- [Fragment dokumentu]:
Donald Tusk. Klątwa 13 grudnia

Za młodu Donald Tusk walczył z generałem Wojciechem Jaruzelskim, a w późniejszych latach ze wszystkim, co mu go przypominało. Czy jednak mocując się z potworami, uważał, by samemu nie stać się jednym z nich?
Grafika
Grafika "Ile Jaruzela w Tusku" / grafia Z. Zaradkiewicz

W wydanym kilka dni przed wybuchem stanu wojennego tygodniku „Samorządność” pewien 24-letni działacz Solidarności pisał o PZPR-ze, że „partia ma już ograniczone możliwości prowadzenia działań konstruktywnych ze względu na wewnętrzną niespójność”, a „prowokacje ze strony władzy mają jeden zasadniczy cel: ukrycie własnej słabości”. Tekst opisujący motywy działania ówczesnej ekipy Jaruzelskiego po latach okazał się dla autora samospełniającą się przepowiednią. Tusk (bo o nim mowa) w celu zdobycia władzy uszył koalicję „od Sawickiego do Józefaciuka”, która nie mogąc uzgodnić kierunku rozwoju Polski, zmarnowała pierwszy rok rządów na wewnętrznej szarpaninie, a brak sprawczości próbowała przykrywać aktami przemocy wymierzonymi w opozycję i niewygodne grupy społeczne. Ten punkt otwiera katalog zbieżności między dwoma, niegdyś stojącymi po przeciwnej stronie barykady, politykami.

Pojedynek z cieniem

Tusk z pewnością obruszyłby się na sugestię, że z czasem upodobnił się do negatywnego bohatera swoich młodzieńczych lat. Zachowując pewne proporcje co do skali i stopnia stosowanych represji, pokazał jednak, że znajdując się w podobnej sytuacji co swój szwarccharakter, dał się zwieść pokusom, którym niegdyś uległ i tamten. Czasy PRL-u (a zwłaszcza czarna dekada lat osiemdziesiątych) zawsze kojarzyły się Tuskowi z myśleniem kolektywistycznym, dehumanizowaniem jednostki przez władzę, brakiem pluralizmu, pacyfikowaniem opozycji i tłumieniem krytycznego myślenia jednostki. Dziś okazuje się, że chęć pozostania u sterów niewydolnej władzy skłania go do robienia rzeczy, których niegdyś padał ofiarą. Zamiłowanie do wprowadzania stanów nadzwyczajnych („demokracja walcząca”), przykrywanie niemocy brutalnością (pacyfikacje protestów rolniczych, kontrowersyjne areszty), ujednolicanie przekazu (finansowe prześladowania niezależnych mediów), namiestnictwo (interes unijny ponad interesem narodowym)... trudno nie odnieść wrażenia, że działania te noszą znamiona pragmatyki politycznej trepa-Jaruzela.

- [Twoje zadanie]:
Wyjaśnij w jednym do trzech zdań, dlaczego według tekstu o Donaldzie Tusku koalicja „od Sawickiego do Józefaciuka” zmarnowała pierwszy rok rządów. Do wykonania zadania wpisy nie są potrzebne.

- [Wykaz wpisów]:
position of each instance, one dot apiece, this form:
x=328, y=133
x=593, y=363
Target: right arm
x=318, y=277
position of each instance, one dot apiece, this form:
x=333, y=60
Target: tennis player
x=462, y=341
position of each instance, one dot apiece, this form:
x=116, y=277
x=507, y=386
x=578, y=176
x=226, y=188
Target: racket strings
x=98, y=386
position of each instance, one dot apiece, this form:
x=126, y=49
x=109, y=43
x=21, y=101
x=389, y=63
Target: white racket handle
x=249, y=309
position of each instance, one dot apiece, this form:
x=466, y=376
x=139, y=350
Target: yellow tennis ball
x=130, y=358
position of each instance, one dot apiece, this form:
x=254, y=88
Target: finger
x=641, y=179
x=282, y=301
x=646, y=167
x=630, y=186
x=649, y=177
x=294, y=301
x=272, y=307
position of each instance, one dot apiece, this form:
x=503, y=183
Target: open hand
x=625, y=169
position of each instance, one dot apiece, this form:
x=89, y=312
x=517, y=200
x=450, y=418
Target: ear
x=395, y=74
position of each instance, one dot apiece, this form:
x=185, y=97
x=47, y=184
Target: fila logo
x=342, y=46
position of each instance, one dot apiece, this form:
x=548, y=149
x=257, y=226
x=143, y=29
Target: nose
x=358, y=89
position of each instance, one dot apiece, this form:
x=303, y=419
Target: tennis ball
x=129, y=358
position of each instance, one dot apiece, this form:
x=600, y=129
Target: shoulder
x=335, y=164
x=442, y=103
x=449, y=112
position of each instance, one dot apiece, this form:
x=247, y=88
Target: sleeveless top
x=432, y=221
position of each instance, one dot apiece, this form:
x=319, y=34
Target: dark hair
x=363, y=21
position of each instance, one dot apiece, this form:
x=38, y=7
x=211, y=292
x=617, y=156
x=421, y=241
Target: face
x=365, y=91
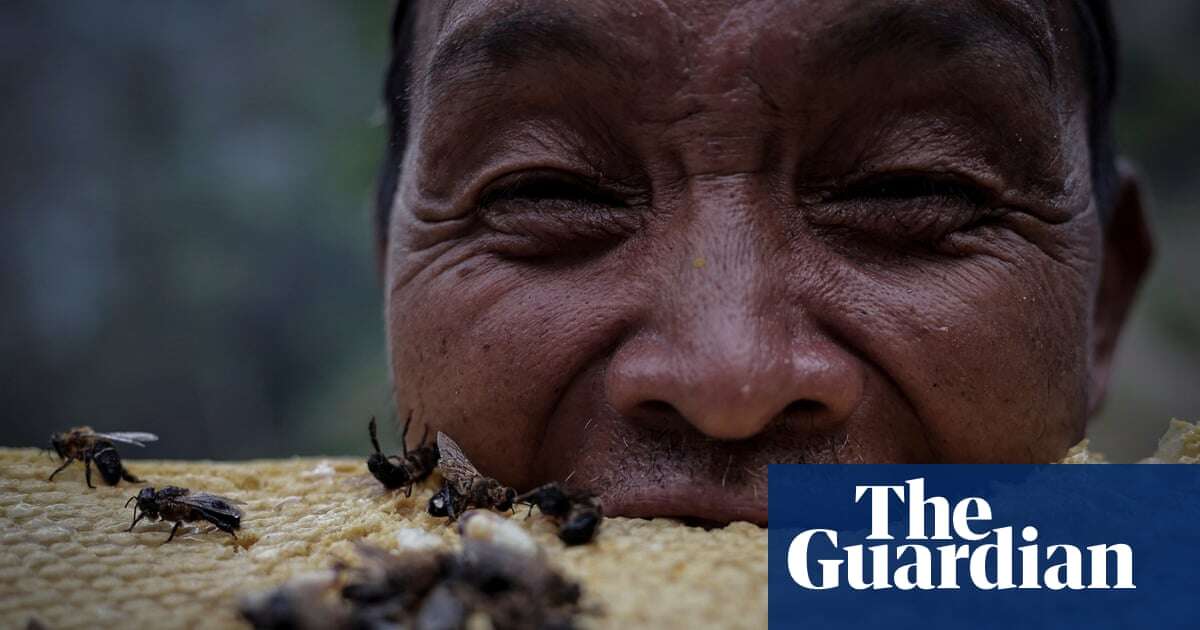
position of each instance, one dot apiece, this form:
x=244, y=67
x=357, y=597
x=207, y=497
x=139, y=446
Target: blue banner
x=984, y=546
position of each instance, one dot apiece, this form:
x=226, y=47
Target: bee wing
x=455, y=466
x=137, y=438
x=211, y=504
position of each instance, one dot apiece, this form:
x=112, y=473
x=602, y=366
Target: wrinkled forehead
x=705, y=45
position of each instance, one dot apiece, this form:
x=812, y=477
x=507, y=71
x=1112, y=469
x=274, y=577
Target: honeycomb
x=67, y=561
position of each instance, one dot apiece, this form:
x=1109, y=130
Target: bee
x=395, y=472
x=447, y=501
x=579, y=511
x=84, y=444
x=465, y=486
x=497, y=580
x=180, y=504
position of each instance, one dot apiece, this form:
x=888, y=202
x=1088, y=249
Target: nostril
x=657, y=409
x=804, y=407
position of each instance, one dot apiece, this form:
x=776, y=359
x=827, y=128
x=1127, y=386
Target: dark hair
x=1093, y=19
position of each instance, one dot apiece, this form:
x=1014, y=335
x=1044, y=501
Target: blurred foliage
x=186, y=245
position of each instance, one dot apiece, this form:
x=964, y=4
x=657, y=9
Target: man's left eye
x=916, y=186
x=550, y=214
x=901, y=208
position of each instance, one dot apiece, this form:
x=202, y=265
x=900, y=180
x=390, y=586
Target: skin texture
x=653, y=246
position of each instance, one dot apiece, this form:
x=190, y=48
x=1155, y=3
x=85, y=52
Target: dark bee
x=180, y=504
x=395, y=472
x=579, y=511
x=448, y=502
x=504, y=586
x=465, y=486
x=84, y=444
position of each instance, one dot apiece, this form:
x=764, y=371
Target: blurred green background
x=185, y=238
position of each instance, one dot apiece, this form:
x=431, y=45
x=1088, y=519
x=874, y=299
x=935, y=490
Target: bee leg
x=87, y=469
x=66, y=463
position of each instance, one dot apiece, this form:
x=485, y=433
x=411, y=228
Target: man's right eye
x=552, y=214
x=540, y=187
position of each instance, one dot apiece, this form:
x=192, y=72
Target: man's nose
x=731, y=377
x=733, y=341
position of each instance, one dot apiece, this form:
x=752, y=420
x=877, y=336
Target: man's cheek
x=487, y=354
x=988, y=357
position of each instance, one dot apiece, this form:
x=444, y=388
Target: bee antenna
x=403, y=435
x=375, y=438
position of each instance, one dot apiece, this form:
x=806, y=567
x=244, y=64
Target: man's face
x=653, y=246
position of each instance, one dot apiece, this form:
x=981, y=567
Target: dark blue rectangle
x=1152, y=509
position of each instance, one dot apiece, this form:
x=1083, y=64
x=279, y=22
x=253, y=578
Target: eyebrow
x=505, y=41
x=942, y=30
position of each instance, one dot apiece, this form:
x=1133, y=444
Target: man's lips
x=647, y=474
x=688, y=501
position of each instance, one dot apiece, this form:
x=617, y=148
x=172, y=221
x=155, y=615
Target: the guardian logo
x=973, y=555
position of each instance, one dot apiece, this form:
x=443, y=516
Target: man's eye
x=900, y=210
x=901, y=187
x=543, y=215
x=540, y=187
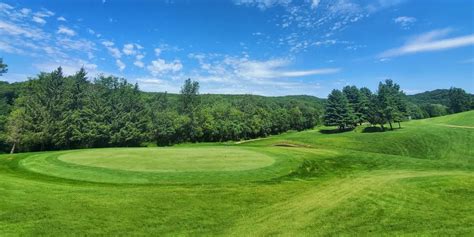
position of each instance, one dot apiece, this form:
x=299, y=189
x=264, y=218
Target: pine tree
x=354, y=97
x=459, y=100
x=338, y=111
x=3, y=67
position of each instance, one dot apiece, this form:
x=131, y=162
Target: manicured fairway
x=418, y=180
x=199, y=159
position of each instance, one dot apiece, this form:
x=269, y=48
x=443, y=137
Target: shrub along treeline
x=352, y=106
x=54, y=111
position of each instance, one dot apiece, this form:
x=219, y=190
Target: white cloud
x=138, y=61
x=158, y=52
x=10, y=28
x=314, y=4
x=120, y=64
x=272, y=69
x=25, y=11
x=70, y=66
x=39, y=20
x=262, y=4
x=139, y=64
x=430, y=42
x=65, y=31
x=115, y=52
x=160, y=66
x=44, y=13
x=469, y=60
x=405, y=21
x=128, y=49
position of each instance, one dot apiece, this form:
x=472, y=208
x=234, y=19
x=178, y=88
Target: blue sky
x=266, y=47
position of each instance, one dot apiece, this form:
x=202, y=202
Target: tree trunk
x=13, y=148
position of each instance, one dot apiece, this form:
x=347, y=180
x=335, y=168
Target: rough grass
x=417, y=180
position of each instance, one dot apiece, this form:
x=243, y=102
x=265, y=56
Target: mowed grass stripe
x=97, y=165
x=414, y=181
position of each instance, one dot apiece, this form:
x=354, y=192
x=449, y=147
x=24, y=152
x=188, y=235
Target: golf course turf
x=417, y=180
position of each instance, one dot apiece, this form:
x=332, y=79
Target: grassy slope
x=416, y=180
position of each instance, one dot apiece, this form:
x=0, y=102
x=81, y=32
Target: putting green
x=171, y=159
x=203, y=164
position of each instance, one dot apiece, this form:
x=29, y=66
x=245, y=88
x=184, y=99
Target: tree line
x=388, y=105
x=54, y=111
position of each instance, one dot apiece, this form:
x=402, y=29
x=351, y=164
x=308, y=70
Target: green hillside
x=417, y=180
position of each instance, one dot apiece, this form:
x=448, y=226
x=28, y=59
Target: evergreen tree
x=354, y=96
x=189, y=96
x=338, y=111
x=3, y=67
x=459, y=100
x=389, y=101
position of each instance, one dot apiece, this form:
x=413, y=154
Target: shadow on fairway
x=335, y=130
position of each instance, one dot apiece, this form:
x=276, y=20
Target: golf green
x=172, y=165
x=171, y=159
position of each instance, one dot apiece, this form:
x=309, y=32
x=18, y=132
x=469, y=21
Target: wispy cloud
x=405, y=21
x=120, y=64
x=114, y=51
x=160, y=66
x=262, y=4
x=65, y=31
x=430, y=42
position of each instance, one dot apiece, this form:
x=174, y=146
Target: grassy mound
x=418, y=180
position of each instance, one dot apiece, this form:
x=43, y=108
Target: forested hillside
x=437, y=102
x=54, y=111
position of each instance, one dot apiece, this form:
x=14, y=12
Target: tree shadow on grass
x=373, y=129
x=335, y=130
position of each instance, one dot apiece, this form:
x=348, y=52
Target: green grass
x=417, y=180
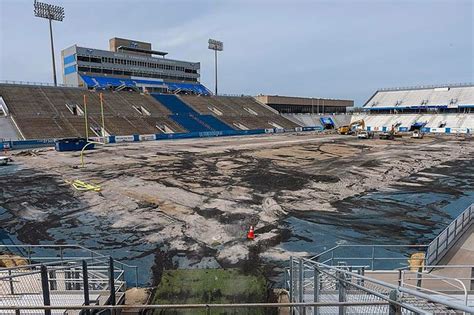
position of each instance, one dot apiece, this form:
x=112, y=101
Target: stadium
x=134, y=188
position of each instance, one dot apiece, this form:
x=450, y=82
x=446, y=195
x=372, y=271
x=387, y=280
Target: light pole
x=216, y=46
x=50, y=12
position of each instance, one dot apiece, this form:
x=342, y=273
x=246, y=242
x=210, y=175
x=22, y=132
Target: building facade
x=127, y=62
x=305, y=105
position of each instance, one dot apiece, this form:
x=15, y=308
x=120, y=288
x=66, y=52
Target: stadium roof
x=152, y=52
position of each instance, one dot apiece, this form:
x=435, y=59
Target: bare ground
x=197, y=198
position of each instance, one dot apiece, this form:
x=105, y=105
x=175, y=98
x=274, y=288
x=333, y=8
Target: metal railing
x=310, y=281
x=62, y=253
x=448, y=237
x=13, y=82
x=90, y=281
x=372, y=256
x=421, y=87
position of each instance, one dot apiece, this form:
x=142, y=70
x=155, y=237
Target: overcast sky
x=333, y=49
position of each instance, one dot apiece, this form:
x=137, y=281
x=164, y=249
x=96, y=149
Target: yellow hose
x=83, y=186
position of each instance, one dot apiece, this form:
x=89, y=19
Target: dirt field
x=194, y=200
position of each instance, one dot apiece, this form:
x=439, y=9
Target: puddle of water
x=404, y=214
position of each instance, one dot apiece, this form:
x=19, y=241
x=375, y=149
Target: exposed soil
x=190, y=203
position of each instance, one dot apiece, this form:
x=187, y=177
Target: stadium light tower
x=216, y=46
x=52, y=13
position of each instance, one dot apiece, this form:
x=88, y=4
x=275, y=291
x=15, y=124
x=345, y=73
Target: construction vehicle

- [Rozwiązanie zadania]:
Koalicja zmarnowała pierwszy rok rządów na wewnętrznej szarpaninie, ponieważ nie mogła uzgodnić kierunku rozwoju Polski.